(Stored entries)
-------
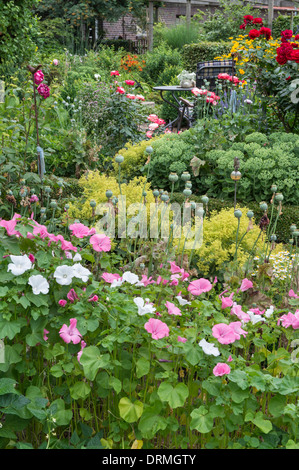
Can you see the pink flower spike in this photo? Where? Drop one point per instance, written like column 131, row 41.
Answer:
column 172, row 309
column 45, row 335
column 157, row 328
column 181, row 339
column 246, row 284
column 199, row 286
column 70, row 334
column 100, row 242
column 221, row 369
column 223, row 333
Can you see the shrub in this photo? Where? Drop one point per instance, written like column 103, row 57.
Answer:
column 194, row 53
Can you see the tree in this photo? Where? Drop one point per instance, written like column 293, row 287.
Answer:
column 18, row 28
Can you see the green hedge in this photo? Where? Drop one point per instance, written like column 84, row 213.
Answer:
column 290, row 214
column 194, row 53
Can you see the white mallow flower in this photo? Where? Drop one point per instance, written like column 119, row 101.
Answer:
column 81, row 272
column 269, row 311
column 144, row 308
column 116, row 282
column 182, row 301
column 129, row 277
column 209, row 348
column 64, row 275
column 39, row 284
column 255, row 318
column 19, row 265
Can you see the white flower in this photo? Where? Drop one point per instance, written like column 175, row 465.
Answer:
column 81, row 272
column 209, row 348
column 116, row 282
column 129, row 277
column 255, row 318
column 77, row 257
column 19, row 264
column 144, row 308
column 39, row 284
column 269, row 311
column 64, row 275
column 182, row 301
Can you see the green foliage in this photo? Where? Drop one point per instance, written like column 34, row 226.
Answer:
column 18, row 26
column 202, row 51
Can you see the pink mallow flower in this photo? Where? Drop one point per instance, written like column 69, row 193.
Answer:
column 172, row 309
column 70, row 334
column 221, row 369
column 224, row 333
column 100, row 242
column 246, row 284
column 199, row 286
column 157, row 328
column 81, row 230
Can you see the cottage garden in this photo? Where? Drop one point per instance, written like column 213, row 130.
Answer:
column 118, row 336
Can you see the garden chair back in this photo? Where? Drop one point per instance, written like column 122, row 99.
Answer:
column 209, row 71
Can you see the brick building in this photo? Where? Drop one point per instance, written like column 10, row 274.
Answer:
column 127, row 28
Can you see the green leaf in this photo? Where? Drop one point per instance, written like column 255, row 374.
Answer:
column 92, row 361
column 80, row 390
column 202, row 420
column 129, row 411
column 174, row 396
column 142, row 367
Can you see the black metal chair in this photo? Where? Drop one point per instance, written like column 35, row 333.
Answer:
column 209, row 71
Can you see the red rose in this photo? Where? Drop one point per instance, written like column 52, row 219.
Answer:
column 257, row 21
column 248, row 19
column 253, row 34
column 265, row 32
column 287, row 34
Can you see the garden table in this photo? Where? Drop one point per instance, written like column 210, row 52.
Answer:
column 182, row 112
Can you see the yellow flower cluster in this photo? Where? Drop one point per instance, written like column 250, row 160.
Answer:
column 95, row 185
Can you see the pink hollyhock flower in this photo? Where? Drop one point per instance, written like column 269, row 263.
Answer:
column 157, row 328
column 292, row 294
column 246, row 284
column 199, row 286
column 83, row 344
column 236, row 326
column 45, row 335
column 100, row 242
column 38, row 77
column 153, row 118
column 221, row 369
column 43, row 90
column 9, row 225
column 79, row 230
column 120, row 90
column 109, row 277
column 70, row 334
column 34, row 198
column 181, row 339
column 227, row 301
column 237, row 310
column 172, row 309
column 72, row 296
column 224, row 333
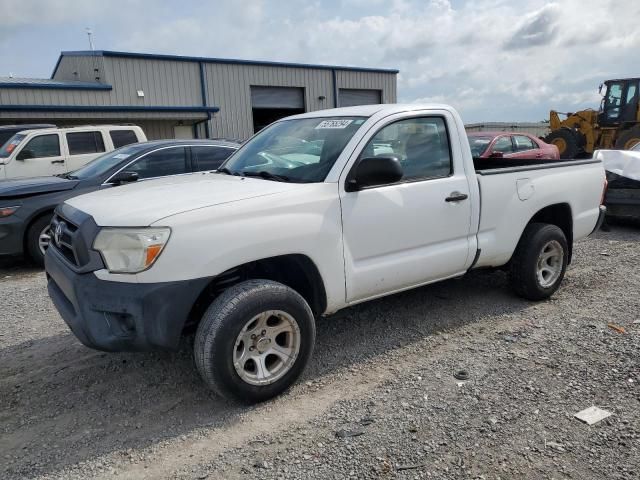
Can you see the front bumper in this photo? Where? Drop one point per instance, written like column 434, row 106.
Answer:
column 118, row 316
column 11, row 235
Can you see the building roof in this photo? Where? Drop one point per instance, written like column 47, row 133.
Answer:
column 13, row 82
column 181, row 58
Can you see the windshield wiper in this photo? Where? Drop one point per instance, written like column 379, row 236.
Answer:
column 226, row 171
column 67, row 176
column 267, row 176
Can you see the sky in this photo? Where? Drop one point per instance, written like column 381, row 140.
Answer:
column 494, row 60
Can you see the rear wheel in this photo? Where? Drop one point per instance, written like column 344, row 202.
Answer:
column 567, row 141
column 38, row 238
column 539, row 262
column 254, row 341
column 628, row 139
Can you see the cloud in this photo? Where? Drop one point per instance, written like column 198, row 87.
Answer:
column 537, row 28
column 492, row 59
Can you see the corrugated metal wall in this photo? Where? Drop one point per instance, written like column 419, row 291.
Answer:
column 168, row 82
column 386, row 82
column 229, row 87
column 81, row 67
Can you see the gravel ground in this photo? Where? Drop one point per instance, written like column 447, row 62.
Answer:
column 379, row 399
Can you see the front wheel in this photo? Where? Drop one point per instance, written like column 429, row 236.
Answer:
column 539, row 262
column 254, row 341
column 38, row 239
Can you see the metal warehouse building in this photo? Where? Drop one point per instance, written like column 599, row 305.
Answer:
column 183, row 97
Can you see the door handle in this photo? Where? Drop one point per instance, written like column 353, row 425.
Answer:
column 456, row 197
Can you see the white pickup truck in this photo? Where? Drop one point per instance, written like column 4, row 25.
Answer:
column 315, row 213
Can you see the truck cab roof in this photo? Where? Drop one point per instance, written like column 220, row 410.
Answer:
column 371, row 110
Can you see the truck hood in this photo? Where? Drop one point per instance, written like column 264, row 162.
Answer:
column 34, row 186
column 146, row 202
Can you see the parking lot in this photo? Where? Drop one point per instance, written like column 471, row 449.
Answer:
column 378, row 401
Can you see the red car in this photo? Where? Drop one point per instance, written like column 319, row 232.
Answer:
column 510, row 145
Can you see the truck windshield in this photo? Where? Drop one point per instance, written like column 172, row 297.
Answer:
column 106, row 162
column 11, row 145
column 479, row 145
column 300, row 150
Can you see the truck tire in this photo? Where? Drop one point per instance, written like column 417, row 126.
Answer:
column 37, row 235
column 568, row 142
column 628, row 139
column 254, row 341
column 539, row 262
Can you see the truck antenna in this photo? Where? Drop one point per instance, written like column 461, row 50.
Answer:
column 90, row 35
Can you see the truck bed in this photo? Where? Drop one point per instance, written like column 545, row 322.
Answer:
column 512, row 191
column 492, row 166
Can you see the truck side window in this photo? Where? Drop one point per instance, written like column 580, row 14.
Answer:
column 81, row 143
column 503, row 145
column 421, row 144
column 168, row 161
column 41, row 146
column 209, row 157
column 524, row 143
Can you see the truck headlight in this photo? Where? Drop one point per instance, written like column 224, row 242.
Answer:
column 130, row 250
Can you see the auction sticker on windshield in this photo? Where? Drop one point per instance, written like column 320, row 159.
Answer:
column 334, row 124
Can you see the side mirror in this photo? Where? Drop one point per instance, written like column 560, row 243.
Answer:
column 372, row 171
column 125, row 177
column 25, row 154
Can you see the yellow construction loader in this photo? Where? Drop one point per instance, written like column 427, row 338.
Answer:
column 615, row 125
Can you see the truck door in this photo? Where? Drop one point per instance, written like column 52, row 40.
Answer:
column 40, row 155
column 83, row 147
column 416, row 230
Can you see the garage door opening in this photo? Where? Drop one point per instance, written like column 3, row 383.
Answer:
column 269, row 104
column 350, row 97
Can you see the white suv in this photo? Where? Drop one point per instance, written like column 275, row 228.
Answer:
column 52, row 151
-------
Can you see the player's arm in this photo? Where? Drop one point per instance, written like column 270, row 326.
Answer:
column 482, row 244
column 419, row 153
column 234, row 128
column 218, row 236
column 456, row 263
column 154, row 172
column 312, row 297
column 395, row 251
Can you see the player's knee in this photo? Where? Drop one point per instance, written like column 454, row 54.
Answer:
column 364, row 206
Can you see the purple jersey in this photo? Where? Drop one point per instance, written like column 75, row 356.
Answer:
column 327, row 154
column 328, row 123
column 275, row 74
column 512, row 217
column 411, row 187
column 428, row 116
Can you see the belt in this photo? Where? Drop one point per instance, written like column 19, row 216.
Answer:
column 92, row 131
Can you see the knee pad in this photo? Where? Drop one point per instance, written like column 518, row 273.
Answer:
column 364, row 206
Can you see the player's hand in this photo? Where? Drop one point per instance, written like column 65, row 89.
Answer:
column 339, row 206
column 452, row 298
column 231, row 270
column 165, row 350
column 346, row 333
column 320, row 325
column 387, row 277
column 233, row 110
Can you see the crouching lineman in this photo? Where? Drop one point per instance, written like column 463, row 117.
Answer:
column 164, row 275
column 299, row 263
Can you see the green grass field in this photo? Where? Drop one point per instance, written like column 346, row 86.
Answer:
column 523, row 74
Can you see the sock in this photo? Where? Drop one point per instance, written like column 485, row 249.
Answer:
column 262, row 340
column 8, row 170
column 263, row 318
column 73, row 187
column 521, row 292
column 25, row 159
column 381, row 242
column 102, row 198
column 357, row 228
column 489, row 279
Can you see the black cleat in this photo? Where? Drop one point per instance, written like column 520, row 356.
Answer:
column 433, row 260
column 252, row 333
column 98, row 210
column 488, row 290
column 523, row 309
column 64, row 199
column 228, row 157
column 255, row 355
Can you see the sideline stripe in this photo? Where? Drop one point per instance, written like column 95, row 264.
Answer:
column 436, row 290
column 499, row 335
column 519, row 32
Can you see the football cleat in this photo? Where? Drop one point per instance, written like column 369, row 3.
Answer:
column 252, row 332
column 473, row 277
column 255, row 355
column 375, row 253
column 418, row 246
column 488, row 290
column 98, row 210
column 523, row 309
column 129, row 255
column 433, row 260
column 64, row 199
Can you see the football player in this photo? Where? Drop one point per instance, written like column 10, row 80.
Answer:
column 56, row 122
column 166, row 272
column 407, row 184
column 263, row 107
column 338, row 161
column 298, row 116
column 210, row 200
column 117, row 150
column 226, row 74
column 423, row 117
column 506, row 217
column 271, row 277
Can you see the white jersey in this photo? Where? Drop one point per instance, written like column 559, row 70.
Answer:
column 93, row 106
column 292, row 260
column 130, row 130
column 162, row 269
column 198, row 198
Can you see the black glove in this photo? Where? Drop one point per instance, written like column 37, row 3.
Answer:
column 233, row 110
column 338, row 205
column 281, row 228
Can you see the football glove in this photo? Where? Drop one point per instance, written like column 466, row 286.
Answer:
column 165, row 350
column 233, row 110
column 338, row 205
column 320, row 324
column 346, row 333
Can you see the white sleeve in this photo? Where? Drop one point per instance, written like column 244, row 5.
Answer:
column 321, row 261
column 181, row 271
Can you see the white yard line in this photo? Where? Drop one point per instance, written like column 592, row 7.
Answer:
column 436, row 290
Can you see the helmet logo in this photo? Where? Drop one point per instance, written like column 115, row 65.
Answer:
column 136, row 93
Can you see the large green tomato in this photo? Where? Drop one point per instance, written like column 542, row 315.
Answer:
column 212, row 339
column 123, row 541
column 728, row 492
-------
• **Your instructions**
The line above containing "Can you see the cottage", the line containing "Can you see the pink hollyhock", and every line between them are to be transcribed exactly; no other line is wanted.

• **Result of this exercise**
Can you see the cottage garden in this photo? Where? Drop one point per instance, written like column 213, row 130.
Answer:
column 118, row 336
Can you see the garden chair back in this photo? Where? Drop one point per instance, written like column 122, row 99.
Answer:
column 209, row 71
Can you see the brick building in this photo? Where? Drop one point per instance, written like column 10, row 274.
Answer:
column 127, row 28
Can you see the green leaf in this photo? Where? Drop one point per instance, written like column 255, row 374.
Answer:
column 92, row 361
column 80, row 390
column 202, row 420
column 129, row 411
column 174, row 396
column 142, row 367
Can you see the black metal chair in this photo? Where? Drop one point per instance, written like column 35, row 333.
Answer:
column 209, row 71
Can you see the red rose in this photo? Where? Drop one point per instance, written like column 52, row 219.
Answer:
column 257, row 21
column 248, row 19
column 253, row 34
column 265, row 32
column 287, row 34
Can you see the garden table in this photo? Where? Drop one point per instance, written like column 210, row 52.
Answer:
column 182, row 112
Can you see the yellow flower cluster in this photo? Where? Drop one point per instance, written like column 250, row 160.
Answer:
column 95, row 185
Can you see the pink hollyhock flower in this photo? Where? Drop one point per instance, written like column 269, row 263.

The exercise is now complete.